Work required: Give all the rows below again with each "instance" switched to "occurrence", leaving everything else unchanged.

----

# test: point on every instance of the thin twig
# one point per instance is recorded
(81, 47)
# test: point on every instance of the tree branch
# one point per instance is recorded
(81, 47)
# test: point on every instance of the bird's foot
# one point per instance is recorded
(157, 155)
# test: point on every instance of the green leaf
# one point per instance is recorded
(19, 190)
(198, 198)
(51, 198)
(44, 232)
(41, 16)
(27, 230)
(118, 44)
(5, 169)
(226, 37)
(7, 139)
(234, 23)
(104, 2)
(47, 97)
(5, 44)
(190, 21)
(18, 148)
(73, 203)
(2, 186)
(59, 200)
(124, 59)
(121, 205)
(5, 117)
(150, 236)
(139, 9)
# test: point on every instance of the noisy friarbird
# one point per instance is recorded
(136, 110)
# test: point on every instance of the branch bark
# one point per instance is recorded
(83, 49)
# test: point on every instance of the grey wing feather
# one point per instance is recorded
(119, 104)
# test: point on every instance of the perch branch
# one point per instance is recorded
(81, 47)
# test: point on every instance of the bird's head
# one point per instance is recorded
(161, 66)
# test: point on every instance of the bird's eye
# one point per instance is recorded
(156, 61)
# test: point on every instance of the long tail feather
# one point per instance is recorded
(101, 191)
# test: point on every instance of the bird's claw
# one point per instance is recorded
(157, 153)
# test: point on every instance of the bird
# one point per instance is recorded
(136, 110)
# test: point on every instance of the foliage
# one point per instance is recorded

----

Worked answer:
# test: point on every occurrence of the thin twig
# one point per occurrence is recorded
(81, 47)
# test: point on every occurrence of the tree branch
# one point per occurrence is recorded
(81, 47)
# test: point on every occurrence of the bird's foot
# one point per occurrence is recorded
(157, 155)
# test: point on every occurrence of the green leaf
# one point per occurrence is recorded
(19, 190)
(198, 198)
(51, 198)
(44, 232)
(41, 16)
(27, 230)
(118, 44)
(5, 169)
(226, 37)
(7, 139)
(234, 23)
(104, 2)
(47, 97)
(5, 44)
(190, 21)
(18, 148)
(73, 203)
(2, 186)
(59, 200)
(124, 59)
(121, 205)
(5, 117)
(150, 236)
(139, 9)
# test: point on every occurrence of the noisy friarbird
# one point per occurrence is recorded
(136, 110)
# test: point on every occurrence of the branch bark
# one point per occurrence is recorded
(83, 49)
# test: point on every occurrence of the grey wing feather
# one point per occurrence is recorded
(119, 104)
# test: point on every occurrence of the perch branch
# one point per occurrence is recorded
(81, 47)
# test: point on every occurrence of the bird's head
# one point per occurrence is recorded
(161, 66)
# test: point on every occurrence of the bird's eye
# one point per occurrence is recorded
(156, 61)
# test: point on every occurrence of the long tail feather
# one point per occurrence is recorded
(101, 191)
# test: point on every occurrence of the bird's claw
# one point per occurrence is recorded
(157, 153)
# test: point on every occurrence of the bird
# one point per occurrence is recorded
(136, 110)
# test: point on every occurrence of the foliage
# one point per occurrence is recorded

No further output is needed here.